SHORT TASK: Copy each of the records below word for word. Leave out the pictures.

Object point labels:
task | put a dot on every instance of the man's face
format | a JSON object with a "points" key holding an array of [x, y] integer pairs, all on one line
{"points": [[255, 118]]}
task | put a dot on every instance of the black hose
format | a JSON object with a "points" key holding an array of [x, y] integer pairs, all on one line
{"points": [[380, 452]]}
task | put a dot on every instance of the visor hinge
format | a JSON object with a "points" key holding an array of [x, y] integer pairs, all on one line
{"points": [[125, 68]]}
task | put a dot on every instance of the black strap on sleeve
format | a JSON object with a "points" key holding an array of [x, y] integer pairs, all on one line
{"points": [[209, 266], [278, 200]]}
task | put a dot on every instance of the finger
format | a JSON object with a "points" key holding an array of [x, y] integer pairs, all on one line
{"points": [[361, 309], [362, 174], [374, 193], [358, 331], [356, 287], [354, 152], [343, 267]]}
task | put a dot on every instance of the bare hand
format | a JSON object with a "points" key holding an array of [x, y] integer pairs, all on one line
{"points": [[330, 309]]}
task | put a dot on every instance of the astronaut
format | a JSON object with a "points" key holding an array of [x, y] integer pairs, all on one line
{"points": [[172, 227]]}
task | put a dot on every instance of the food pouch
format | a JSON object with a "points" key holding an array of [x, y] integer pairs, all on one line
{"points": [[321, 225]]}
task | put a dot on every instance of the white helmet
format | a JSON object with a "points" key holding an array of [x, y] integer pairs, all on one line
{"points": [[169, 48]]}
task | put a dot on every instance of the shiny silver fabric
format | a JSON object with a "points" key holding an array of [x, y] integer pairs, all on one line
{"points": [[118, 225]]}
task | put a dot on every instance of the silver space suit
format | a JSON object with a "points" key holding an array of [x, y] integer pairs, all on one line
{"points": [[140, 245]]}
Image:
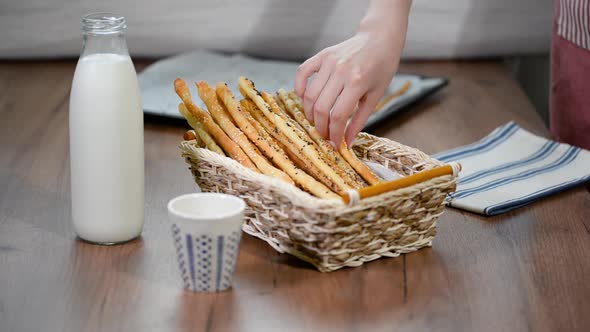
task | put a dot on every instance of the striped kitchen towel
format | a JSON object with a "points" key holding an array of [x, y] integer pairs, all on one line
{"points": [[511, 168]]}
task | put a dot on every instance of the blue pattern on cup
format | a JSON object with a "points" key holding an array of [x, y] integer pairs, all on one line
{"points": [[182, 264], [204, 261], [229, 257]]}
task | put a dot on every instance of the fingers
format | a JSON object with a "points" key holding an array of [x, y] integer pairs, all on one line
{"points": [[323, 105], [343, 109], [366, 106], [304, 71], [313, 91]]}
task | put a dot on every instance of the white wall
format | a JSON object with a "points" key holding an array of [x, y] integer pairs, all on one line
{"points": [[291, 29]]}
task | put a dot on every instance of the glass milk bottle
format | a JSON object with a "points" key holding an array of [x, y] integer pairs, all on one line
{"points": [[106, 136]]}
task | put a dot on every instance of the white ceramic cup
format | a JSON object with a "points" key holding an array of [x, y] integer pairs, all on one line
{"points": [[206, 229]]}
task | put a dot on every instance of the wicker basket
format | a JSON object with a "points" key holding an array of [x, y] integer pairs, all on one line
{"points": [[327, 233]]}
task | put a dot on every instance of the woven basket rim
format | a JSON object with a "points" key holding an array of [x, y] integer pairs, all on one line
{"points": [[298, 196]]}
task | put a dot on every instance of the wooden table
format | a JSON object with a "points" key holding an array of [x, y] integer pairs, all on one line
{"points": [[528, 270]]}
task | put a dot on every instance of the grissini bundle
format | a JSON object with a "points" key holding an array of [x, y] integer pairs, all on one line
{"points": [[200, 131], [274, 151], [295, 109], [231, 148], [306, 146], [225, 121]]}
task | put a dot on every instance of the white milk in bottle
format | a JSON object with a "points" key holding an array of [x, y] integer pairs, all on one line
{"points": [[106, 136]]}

SOLUTION TO THIS TASK:
task | put a dot on every instance of the man's face
format | a JSON object with a "points" key holding an array of [x, y] integer pairs, all on one line
{"points": [[255, 118]]}
task | put a dot on every instance of the black hose
format | a JSON object with a "points" key holding an array of [x, y] integer pairs, all on one line
{"points": [[380, 452]]}
task | put a dot on every instance of the visor hinge
format | a JSON object with a "points" key holding an array of [x, y] integer pairs, all on one line
{"points": [[125, 68]]}
task | put a dot on every instance of the black strap on sleeve
format | a JSON object with a "points" key holding an array of [x, y] integer pairs, all on one line
{"points": [[209, 266], [278, 200]]}
task | put a dot on every instance of the finger
format | a JSON object with a "points" key holding an array of [x, y] integer pairs, all on one line
{"points": [[361, 309], [362, 174], [374, 193], [358, 331], [356, 287], [354, 152], [343, 267]]}
task | put a dot on every instance of the bare hand
format | a JSON object with a "points" key holding an array of [x, y] integer pairs, all on one line
{"points": [[330, 309]]}
task | put a dot on every instance of the astronaut
format | a JSON object with a "points" key holding an array of [x, y] integer pairs, all on one line
{"points": [[172, 227]]}
task | put a dot on every instance of the food pouch
format | a JSON object with a "points" key holding an array of [x, y] integer pairs, all on one line
{"points": [[321, 225]]}
task | put a dot on every instance of the white helmet
format | a JSON object with a "points" key holding an array of [x, y] integer pairs, all on one line
{"points": [[169, 48]]}
task | put a dot on every instance of the shiny silver fabric
format | a JSON object with a "points" key holding an array of [x, y] integer pairs, all on one line
{"points": [[118, 225]]}
task | put a dot on every instance of the silver space suit
format | a JSON object with a "points" key holding an array of [x, y] integer pairs, all on one line
{"points": [[140, 245]]}
Image:
task | put a dot on every instance of the striped kitchen towel
format | a JSON object with a "points" key holding an array of [x, y] integer pairs, all on one line
{"points": [[511, 168]]}
task | put a dot on every instance of the blue pattern on cup
format | a JSON object with a "points" key holding an array of [x, y] integer pairs, all on one line
{"points": [[182, 264], [204, 261], [229, 257]]}
task | put a dot on every instance of the fingers
format | a JSON object with a "points" key holding an array of [x, y] integer pairs, all on one line
{"points": [[323, 105], [343, 109], [366, 106], [304, 71], [313, 91]]}
task | put a dot on every instance of the white wall
format | a JSON object with a "points" key holding an array of [x, y] integer pairs, all on one line
{"points": [[291, 29]]}
task | put a dot on every instance of the glass milk bottle
format | a JSON object with a "points" key holding an array of [x, y] integer pairs, all on one line
{"points": [[106, 136]]}
task | put a dot on every instance of the white ceramic cup
format | a JSON object with a "points" key holding an array of [x, y] integer pairs, all on one line
{"points": [[206, 229]]}
task | put a dot on every instance of the wicker basket
format | a JSON object with a "points" key holding an array of [x, y] integer pairs, all on one line
{"points": [[327, 233]]}
task | put a dot on every instance of the woven basket rim
format | a JSON object with a "points" key holding an array of [x, y] integer pairs, all on one line
{"points": [[298, 196]]}
task | put a dot on every instance of the wooden table
format | a JSON object with a "points" key holding an array of [x, y] integer pairs, all on one line
{"points": [[528, 270]]}
task | put a dot on every instance of the grissini bundle
format | a JSON object with a "points" key holding an array of [x, y] integer pairs, all on one line
{"points": [[200, 131], [274, 151], [295, 109], [231, 148], [306, 146], [225, 121]]}
task | put a dot on every instance of the white milk in bottle
format | a JSON object with a "points" key holding an array of [x, y] integer pairs, all on one line
{"points": [[106, 136]]}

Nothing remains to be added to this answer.